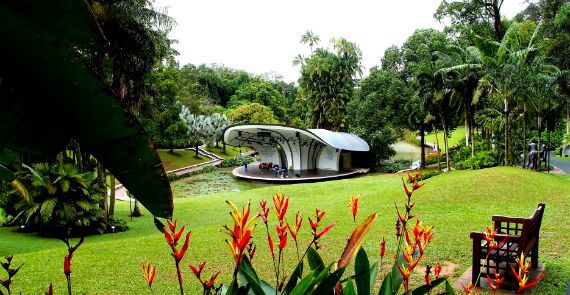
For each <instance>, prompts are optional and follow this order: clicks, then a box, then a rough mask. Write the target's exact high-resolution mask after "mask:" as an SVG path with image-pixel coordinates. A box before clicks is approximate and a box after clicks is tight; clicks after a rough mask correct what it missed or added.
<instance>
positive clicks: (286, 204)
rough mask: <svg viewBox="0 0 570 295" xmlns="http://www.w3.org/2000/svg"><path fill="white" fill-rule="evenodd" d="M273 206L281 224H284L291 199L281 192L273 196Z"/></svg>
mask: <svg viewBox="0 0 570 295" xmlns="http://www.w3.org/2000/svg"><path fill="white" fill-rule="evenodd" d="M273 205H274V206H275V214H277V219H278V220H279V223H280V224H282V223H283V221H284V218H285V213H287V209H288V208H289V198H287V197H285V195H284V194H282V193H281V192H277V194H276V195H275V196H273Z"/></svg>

━━━━━━━━

EXERCISE DETAILS: In the records, locate each line holding the string "clicks" and copy it.

EXERCISE ANSWER:
For each <instance>, prompts are optional and follow this order: clicks, then a box, then a rough mask. Write the target's exact high-resolution mask after "mask:" as an SVG path with image-pixel coordinates. A box before clicks is approximate and a box after clicks is tight; clicks after a rough mask correct what it missed or added.
positive clicks: (286, 204)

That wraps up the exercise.